What to produce: Reproduce the entries below word for word, leaving out the pictures.

Provided entries:
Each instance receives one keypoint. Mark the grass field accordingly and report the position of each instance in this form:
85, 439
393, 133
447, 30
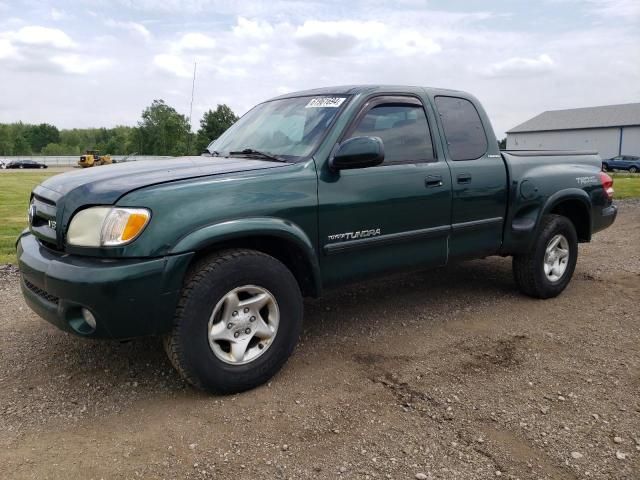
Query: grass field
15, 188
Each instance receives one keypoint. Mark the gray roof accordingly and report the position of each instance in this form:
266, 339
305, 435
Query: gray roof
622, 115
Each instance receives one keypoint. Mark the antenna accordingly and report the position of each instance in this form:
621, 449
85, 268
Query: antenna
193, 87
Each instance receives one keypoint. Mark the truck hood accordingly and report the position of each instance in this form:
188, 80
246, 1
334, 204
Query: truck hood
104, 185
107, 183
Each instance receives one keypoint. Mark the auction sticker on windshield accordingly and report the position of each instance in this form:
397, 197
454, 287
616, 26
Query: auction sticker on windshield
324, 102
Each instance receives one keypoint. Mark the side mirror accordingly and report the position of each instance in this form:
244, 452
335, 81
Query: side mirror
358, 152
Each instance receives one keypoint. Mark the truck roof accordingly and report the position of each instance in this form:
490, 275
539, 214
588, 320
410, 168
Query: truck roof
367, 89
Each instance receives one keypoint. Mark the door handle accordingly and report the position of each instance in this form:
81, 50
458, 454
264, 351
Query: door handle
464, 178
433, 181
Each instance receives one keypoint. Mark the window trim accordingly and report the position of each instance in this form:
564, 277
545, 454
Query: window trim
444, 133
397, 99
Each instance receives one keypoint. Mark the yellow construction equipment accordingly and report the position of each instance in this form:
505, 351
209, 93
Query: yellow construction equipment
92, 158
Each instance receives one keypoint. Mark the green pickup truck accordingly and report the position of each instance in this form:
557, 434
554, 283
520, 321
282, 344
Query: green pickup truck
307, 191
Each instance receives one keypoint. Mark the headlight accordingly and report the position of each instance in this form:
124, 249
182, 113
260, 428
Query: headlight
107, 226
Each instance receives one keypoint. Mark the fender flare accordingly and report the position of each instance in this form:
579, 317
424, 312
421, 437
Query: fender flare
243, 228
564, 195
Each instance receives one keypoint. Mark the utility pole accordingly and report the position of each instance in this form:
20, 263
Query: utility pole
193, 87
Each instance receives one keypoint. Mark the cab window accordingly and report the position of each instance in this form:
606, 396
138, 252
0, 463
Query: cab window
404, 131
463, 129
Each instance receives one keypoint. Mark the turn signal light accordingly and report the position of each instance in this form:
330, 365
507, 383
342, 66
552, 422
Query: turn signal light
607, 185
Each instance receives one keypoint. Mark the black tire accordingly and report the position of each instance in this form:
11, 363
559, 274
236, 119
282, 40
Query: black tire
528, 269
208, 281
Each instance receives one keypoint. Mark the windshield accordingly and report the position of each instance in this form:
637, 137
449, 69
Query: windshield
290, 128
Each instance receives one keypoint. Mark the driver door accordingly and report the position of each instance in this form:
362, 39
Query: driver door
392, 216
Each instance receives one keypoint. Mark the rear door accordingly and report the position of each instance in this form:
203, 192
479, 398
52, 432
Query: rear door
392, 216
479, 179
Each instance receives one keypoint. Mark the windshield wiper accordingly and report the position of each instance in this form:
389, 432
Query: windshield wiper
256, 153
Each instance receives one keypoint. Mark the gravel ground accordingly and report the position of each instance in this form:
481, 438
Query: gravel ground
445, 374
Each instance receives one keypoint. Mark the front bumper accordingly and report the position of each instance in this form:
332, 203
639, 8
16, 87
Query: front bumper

Solution for this exercise:
Each instance receives one keypoint. Mark the grass field accordingly and report the position of each instance in this form:
85, 439
393, 133
447, 30
Query: grass field
15, 188
Each instance receives one keypoint. Mark the gray roof accordingly and report the position of each instance in this form:
266, 339
305, 435
Query: gray roof
622, 115
Each instance receives one keypoint. Mark the antenna accordingly and report the position of each instance in this form:
621, 449
85, 268
Query: antenna
193, 87
Each instance receives one keypoint. Mark the truck hood accordingly and report the position of each instance in this form:
188, 80
246, 1
334, 204
Query: truck hood
104, 185
107, 183
Each instance receives one keypoint. Mark the auction sticker on windshield accordingly and report the position of each instance in this form:
397, 197
454, 287
616, 26
Query: auction sticker on windshield
324, 102
Each instance receives one keypoint. Mark the side mirror accordingly and report the position of each instance in this form:
244, 452
335, 81
Query: side mirror
358, 152
Each instance receives one keypoint. Mark the truck roof accordingly and report the position of each instance in this form:
490, 275
539, 214
588, 320
410, 168
Query: truck roof
367, 89
Each instance receives one keypoint. Mark the door handle accordingly and report the position of each instance in this form:
81, 50
458, 454
264, 351
Query: door handle
464, 178
433, 181
Each instance receives one keypoint. Mark the window trim accordingly and report the position of each instance in this form:
564, 277
545, 454
Query: window trim
444, 133
397, 99
Each instance receives one keypoint. Mark the yellow construction equipment accordingly and report the position of each instance in this form:
505, 351
209, 93
Query: yellow construction equipment
92, 158
Each instance receives one keypoint. Mark the green pickup truck accordingly and report the position of each instance in this form:
557, 434
554, 283
520, 321
282, 344
Query: green pickup truck
307, 191
Each instance receives one keypoint. Mark the headlight accordingly and report the position of each instance in this form:
124, 249
182, 113
260, 428
Query: headlight
107, 226
Each instance receives one keypoint. Mark the fender flare accordingly and report the position of each instance in this form:
579, 317
424, 312
421, 437
Query: fender flare
243, 228
564, 195
Each instance receives one keypoint. Mark the utility pole accordingly and report the position of each instance in this form:
20, 263
Query: utility pole
193, 87
Each instance receives one keypoint. Mark the cab window accordingly and report the position of each instance in this form:
606, 396
138, 252
0, 463
Query: cab window
404, 131
463, 129
Each instance receives one keypoint. Mark the turn signal light accordingly and report the position of each instance in this form:
330, 365
507, 383
342, 66
552, 422
Query: turn signal light
607, 185
Each instance receives one keypoint. Mark the black tire accordingly and report the position of each instance in this form:
11, 363
559, 274
236, 119
282, 40
Query: black tire
528, 269
208, 281
Each instance receives one keypoint. Mark the windshield accordingly and report the position of each instance in this form:
637, 137
449, 69
Query: windshield
290, 128
Each instance receives one keypoint. Mark the driver door accordingly and report the position of each instance in this form:
362, 39
Query: driver door
392, 216
Each instance receives one keypoint. Mark the rear door accordingly and report the position of each instance in this form:
203, 192
479, 398
52, 432
Query: rear door
392, 216
479, 179
Each instance receives one keypoint. Mark the windshield wiper accordingly and report the position of each instance in this form:
389, 432
Query: windshield wiper
256, 153
Each instance receives one keypoint. Mark the gravel ground accordingly and report the position of each instance in this form:
481, 438
Query: gravel ground
445, 374
Each instance receives one keypoint. Mark the front bumper accordingly and report the position of each instance in this form:
332, 203
639, 8
16, 87
Query: front bumper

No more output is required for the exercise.